Ever since the release of the original GPT-2 models, OpenAI has recently shared 2 open-source models with the open community. More recently, the release of gpt-oss-20B and gpt-oss-120B marked an exciting step forward, receiving strong feedback from the open-source ecosystem. These models introduced several architectural innovations that make them particularly efficient and capable.
At the same time, large reasoning models like OpenAI’s o3 have shown how generating structured chains of thought can improve response accuracy and quality. However, despite their strengths, current OSS models still face a notable drawback: they struggle with deep reasoning, multi-step logic, and advanced math.
Which is why fine-tuning and alignment are critical. By leveraging reinforcement learning and curated datasets, we can shape OSS models to reason more reliably and avoid biased or unsafe outputs. In this blog, we’ll explore how to fine-tune gpt-oss-20B using a multilingual thinking dataset from Hugging Face, enabling the model to deliver more accurate, logical, and trustworthy results across diverse contexts.
Fine-tuning a large language model (LLM) may sound complex, but the process can be broken down into five clear steps. In this blog, we’ll walk through these stages using gpt-oss-20B and a multilingual thinking dataset from Hugging Face to improve reasoning performance and alignment.
1. Setup
The first step is to install all the necessary libraries and dependencies. This includes frameworks like Hugging Face Transformers, Accelerate, PEFT (Parameter-Efficient Fine-Tuning), TRL, and other utilities that will help us run training efficiently on GPUs.
2. Prepare the Dataset
Next, we’ll download and preprocess the multilingual thinking dataset from Hugging Face. The data needs to be formatted into an instruction-response style, ensuring the model learns step-by-step reasoning across different languages.
3. Prepare the Model
We’ll then load the base gpt-oss-20B model and configure it for fine-tuning. Instead of updating all parameters (which would be extremely resource-intensive), we’ll use LoRA (Low-Rank Adaptation). This memory-efficient technique updates only small adapter weights while keeping the main model frozen.
4. Fine-Tuning
With everything in place, we train the model on our reasoning dataset. During this phase, reinforcement learning techniques can also be applied to align the model’s behavior, reduce biases, and encourage safe, logical outputs.
5. Inference
Finally, we test the fine-tuned model by generating reasoning responses in multiple languages. This allows us to evaluate how well the model handles complex, multi-step logic across diverse linguistic contexts.

The parameters (the weights the model has learnt) are the primary memory-consuming factor when fine-tuning a model. Since each parameter is four bytes, a 20-billion-parameter model already requires around 80 GB of memory just to store the weights in standard 32-bit precision. This amount decreases to about 40 GB or even 10 GB just for the weights if we use smaller formats, such as 16-bit or 4-bit. However, training also requires optimiser states, gradients, and temporary buffers, which add a lot more on top of weights alone.

::::::

### Problem details
Give the headings of the numbered steps laid out in the gpt-oss-20B fine-tuning text, in order.

### Provided material
::::::

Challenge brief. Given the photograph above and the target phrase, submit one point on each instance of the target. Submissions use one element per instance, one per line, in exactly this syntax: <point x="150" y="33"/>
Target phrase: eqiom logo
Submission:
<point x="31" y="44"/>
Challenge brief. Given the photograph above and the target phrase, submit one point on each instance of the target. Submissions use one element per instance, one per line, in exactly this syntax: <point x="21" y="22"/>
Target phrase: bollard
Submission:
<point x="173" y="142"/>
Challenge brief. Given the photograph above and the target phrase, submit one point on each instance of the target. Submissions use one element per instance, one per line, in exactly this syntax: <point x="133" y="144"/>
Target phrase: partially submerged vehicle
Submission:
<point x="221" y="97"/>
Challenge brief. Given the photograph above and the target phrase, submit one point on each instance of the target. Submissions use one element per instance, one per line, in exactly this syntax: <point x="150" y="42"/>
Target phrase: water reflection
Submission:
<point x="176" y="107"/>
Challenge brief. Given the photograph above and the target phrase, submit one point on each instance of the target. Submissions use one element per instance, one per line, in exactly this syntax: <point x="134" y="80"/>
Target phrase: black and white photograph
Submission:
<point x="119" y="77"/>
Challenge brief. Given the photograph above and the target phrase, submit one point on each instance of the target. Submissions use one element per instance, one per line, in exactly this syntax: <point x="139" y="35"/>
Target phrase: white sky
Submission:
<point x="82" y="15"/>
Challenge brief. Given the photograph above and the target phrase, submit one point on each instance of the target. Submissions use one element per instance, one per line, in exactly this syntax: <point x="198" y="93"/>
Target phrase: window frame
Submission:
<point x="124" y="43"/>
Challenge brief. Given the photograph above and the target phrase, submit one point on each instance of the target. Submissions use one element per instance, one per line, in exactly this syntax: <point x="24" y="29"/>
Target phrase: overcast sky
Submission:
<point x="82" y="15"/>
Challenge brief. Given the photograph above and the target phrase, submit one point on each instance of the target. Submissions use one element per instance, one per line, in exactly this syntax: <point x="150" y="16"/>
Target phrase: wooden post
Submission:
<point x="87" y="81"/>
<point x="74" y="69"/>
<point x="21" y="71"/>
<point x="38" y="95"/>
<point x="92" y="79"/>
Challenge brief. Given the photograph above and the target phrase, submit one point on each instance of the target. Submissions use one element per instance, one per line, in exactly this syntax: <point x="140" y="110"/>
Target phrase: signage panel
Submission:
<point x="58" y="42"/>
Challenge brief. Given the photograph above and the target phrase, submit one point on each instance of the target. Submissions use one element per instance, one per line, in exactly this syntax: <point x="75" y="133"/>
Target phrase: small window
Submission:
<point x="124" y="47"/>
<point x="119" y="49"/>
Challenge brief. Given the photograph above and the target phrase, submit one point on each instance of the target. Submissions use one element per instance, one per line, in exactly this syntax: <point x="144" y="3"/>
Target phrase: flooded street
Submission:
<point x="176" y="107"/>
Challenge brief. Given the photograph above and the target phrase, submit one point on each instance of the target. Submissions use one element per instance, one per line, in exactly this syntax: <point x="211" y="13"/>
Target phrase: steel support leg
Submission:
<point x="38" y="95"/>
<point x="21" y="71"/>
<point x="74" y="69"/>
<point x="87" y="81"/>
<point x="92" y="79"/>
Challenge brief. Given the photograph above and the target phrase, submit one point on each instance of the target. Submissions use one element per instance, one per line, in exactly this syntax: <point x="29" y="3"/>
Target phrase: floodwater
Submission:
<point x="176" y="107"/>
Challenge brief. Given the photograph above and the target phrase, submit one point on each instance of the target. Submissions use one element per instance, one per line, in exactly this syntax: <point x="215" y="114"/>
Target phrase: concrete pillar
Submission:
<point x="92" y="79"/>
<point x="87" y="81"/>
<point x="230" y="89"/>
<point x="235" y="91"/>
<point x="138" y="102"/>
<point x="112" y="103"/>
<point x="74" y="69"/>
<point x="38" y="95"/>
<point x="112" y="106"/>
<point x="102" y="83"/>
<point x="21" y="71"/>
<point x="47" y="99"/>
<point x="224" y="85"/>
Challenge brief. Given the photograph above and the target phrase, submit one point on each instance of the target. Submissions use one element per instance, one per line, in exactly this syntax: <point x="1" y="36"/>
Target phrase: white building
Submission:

::::::

### Exercise response
1. Setup
2. Prepare the Dataset
3. Prepare the Model
4. Fine-Tuning
5. Inference